> Brief 1: In the passage about the House's six-week recess, until what date does the recess stretch?
> Brief 2: Resume the passage about the House's six-week recess, picking up after its final sentence.

> Given passage:
Happy Wednesday morning.
Yes, it’s July 23. But if you’re a House member or staffer, August starts this afternoon around 4 p.m.
The People’s House is beginning a robust six-week recess that will stretch until Sept. 2. Some members will hold town halls. Others will head overseas as part of congressional delegations. Many will vacation. Speaker Mike Johnson has his annual high-dollar donor retreat in Wyoming.
With fly out day upon us, the House is wrapping up an incredibly busy seven months of the GOP governing trifecta. They’ve gotten 27 bills signed into law, with the OBBB, GENIUS Act and a $9 billion rescission package, being the most notable.
But we wanted to focus on what we’ve learned from Johnson’s chamber — and what it might mean from now until the midterm elections. By the way, Johnson hasn’t only declared that Republicans will keep their majority in 2026, but also swears the GOP will expand its hold on the chamber. For the record, House Minority Leader Hakeem Jeffries has predicted a Democratic victory.
1) House Republicans did a big thing. Can they do more? Let’s give Johnson and the House Republicans credit where it’s due: They did get their massive reconciliation bill through the House and Senate by July 4. We all doubted that Johnson could do it — and by “we,” that’s reporters, members of Johnson’s own leadership team and the Trump White House.
Coming off that win, Johnson floated another two reconciliation bills to cut additional spending — one in the fall and one in the spring of 2026, which, as you may already know, is an election year.
Can Johnson do it? We’re not going to explicitly say no. But we will note that Republican congressional leaders were able to jam through hundreds of billions of dollars in spending cuts because they had the sweetener of tax cuts to offer their rank-and-file members. What sweetener do they have this time around?
President Donald Trump floated Tuesday cutting capital gains taxes on home sales. Will that be enough to get House Republicans to further cut entitlement spending, especially heading into a midterm election where the president’s party usually loses seats?
And remember the other critical open legislative items still left to do. The highway bill comes up early next year. Premium tax credits for Obamacare expire at the end of 2025, which is a huge issue.
2) The GOP-controlled House is an arm of the White House. We don’t want to harp on this for too long because it’s so evident if you’re a Congress watcher. Under Johnson and Trump, the House simply isn’t an independent branch of government anymore. Whether it’s on Russia sanctions, the Jeffrey Epstein files or voting for a $5 trillion debt-limit increase, House Republicans do whatever Trump tells them to do.

> Data extract:
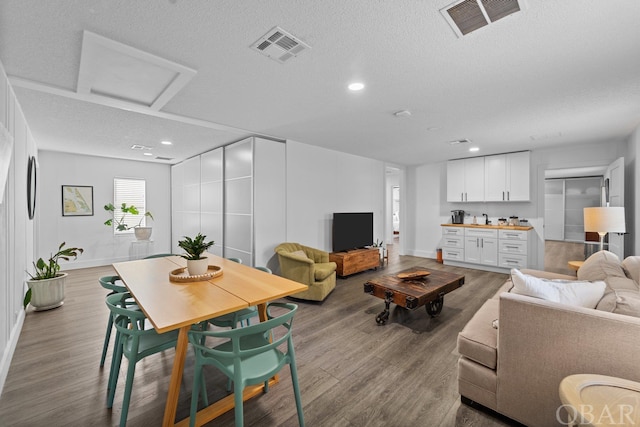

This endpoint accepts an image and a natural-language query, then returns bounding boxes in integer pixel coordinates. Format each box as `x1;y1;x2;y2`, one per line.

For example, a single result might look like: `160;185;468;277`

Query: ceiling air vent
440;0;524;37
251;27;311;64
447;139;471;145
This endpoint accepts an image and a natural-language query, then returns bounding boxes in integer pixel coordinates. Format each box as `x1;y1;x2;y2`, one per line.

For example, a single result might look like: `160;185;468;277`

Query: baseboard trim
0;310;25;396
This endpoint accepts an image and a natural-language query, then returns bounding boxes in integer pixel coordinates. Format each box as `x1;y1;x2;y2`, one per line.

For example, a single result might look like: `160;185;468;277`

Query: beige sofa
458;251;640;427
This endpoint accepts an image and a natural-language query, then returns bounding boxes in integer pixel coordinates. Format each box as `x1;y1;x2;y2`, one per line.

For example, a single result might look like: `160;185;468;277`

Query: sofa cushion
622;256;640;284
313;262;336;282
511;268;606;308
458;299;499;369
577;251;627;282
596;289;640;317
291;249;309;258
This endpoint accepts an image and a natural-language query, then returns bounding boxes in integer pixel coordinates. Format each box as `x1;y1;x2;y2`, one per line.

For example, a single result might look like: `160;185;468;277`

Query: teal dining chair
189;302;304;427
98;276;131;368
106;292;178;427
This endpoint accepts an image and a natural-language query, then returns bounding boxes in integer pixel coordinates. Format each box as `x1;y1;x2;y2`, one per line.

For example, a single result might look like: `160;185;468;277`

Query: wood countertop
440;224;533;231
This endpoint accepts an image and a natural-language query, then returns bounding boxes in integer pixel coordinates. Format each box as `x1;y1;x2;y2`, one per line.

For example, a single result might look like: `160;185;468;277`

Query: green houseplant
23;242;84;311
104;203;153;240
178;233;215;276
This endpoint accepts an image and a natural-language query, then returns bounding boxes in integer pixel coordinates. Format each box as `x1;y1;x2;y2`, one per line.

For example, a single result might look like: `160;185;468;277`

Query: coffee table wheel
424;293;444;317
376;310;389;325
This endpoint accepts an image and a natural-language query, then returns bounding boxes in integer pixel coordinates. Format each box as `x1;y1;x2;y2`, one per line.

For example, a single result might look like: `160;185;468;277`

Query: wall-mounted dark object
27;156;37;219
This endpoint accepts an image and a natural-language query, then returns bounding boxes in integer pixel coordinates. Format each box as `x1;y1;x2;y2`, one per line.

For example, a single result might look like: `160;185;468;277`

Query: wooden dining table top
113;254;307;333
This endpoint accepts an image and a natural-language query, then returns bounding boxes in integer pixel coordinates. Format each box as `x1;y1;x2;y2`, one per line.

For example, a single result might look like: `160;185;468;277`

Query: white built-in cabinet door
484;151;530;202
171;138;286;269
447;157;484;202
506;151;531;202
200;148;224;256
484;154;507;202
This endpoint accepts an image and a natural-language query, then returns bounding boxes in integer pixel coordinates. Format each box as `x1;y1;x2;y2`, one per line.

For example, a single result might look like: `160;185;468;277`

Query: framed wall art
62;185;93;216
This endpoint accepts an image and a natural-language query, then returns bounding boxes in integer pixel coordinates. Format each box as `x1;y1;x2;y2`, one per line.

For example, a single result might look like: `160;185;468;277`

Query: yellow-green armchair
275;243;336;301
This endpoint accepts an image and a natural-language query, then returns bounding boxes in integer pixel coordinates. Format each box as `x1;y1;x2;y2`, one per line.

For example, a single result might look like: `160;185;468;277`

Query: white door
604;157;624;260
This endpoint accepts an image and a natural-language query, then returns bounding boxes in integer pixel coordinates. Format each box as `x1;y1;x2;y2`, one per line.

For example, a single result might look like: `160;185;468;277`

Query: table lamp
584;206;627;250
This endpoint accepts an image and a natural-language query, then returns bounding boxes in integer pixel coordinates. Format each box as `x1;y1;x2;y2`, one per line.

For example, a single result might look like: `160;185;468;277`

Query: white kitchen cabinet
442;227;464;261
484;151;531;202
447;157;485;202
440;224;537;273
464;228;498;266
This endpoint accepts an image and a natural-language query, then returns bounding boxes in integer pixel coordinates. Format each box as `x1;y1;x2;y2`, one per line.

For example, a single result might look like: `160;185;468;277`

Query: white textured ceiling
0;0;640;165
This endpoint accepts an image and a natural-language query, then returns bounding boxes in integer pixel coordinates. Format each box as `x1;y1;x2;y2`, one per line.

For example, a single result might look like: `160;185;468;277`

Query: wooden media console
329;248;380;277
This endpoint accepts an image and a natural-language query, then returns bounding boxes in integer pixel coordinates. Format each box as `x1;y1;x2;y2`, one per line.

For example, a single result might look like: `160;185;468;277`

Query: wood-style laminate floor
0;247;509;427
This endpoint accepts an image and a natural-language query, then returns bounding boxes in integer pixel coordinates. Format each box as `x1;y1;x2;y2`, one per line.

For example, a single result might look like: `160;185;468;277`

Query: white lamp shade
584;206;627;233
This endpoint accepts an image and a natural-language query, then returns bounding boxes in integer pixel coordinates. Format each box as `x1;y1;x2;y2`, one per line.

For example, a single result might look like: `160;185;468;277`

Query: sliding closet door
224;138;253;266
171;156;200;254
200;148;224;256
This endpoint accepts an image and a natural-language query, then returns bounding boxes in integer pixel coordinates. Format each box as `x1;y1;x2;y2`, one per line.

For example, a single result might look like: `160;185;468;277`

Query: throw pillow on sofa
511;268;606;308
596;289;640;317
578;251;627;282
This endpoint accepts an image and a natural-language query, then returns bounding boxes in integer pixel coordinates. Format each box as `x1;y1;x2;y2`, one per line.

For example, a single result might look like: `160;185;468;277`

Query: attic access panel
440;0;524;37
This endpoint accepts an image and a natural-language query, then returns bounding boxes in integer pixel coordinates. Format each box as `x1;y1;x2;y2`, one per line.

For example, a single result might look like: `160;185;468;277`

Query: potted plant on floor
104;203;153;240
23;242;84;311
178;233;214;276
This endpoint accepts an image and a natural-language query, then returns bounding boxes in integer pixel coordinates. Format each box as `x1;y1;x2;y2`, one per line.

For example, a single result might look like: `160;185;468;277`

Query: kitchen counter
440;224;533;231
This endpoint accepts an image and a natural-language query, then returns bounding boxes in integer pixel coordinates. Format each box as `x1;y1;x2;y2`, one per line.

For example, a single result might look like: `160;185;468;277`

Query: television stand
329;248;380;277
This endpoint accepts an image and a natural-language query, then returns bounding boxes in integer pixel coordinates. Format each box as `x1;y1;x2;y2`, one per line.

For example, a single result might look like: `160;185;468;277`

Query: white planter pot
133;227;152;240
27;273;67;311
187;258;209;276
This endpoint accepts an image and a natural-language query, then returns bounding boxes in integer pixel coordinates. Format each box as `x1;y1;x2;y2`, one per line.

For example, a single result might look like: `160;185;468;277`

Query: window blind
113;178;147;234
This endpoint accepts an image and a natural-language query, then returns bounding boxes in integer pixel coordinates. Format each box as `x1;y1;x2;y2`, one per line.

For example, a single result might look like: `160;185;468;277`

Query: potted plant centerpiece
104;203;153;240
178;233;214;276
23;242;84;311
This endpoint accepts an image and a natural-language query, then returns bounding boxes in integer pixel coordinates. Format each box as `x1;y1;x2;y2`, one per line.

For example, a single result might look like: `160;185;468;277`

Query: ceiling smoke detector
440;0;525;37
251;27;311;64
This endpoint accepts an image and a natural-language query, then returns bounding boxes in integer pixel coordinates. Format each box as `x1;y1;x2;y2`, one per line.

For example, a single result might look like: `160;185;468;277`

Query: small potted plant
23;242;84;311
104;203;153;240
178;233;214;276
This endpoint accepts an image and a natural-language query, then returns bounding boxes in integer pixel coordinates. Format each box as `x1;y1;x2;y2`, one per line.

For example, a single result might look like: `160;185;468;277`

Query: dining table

> Final result 1: Sept. 2

> Final result 2:
Some of that is inevitable when the House is controlled by the president’s party. But it wasn’t long ago that a House Democratic majority turned their back on Barack Obama’s trade agenda or then-Sen. Joe Manchin (D-W.Va.) derailed Joe Biden’s Build Back Better agenda.
3) Trump’s Epstein problem. Epstein has been dead for six years. But the disgraced financier has become more politically significant in death than he ever was while alive. And he’s playing an unusually large role in the day-to-day operations of Congress. The furor over the Epstein scandal shut down the House again this week.
The Rules Committee ground to a halt after panel Republicans refused to vote against Democratic amendments calling for the White House to release all the Epstein documents. The House Oversight Committee has approved a motion to subpoena Ghislaine Maxwell, Epstein’s former associate who is in prison following her sex-trafficking conviction. DOJ wants to talk to Maxwell too, which may complicate things.
As for the House’s Epstein debacle, there’s enough blame to go around — between the White House and GOP leadership. Johnson allowed Rules to pass a non-binding resolution last week, which seemed insufficient at the time and has proven so since. Johnson and House GOP leaders should’ve known this wasn’t going to be enough to calm the Epstein angst.
Trump is giving Hill Republicans absolutely no cover here. The White House’s posture seems to be that the House Republicans should suck it up and back Trump over Epstein.
By giving the White House the month until September to release documents, Johnson has all but guaranteed that the story continues. Rep. Thomas Massie’s (R-Ky.) discharge petition ripens in September.
And the larger question for the White House is whether House Republicans will break with the president here – and if they do, where else will they split with Trump?
4) Broken record alert: Government funding will be a mess. We’ve been writing about this for months now: Congress is charging headlong into a government-funding showdown. In fact, the last time Congress did anything resembling the normal appropriations process was two-and-a-half years ago.
The House is leaving town having passed just two funding bills. The Senate’s bills are markedly different — they’re bipartisan. But they’re still only on the first one.
Hardline House conservatives like Freedom Caucus Chair Andy Harris (R-Md.) are pushing for a yearlong CR, which would memorialize Biden’s funding levels for yet another year. Rep. Marjorie Taylor Greene (R-Ga.) has already said she won’t vote for a CR.
Again, we ask: Is there any CR that Trump will sign that Democrats will vote for?
5) The House GOP leadership. The soap opera that is the House Republican leadership is decidedly less publicly dramatic this Congress. Eric Cantor and John Boehner, Steve Scalise and Kevin McCarthy this is not.
Speaking of Scalise, several key staffers have left his office. And some in the GOP leadership privately gripe at Majority Whip Tom Emmer’s vote-counting operation. There’s also the perennial question of whether Trump will ever get tired of Johnson like he has every other GOP leader he’s worked with. Only time will tell.
– Jake Sherman
PRESENTED BY DEFENSE CREDIT UNION COUNCIL
THE DURBIN-MARSHALL CREDIT CARD BILL WILL HARM MILITARY FAMILIES
The Durbin-Marshall Credit Card Bill puts military families at risk, raising banking costs and jeopardizing transaction security. This flawed proposal benefits corporate mega-stores while exploiting service members and veterans. DCUC calls on Congress to keep Durbin-Marshall OUT of the NDAA—our military and their families deserve better.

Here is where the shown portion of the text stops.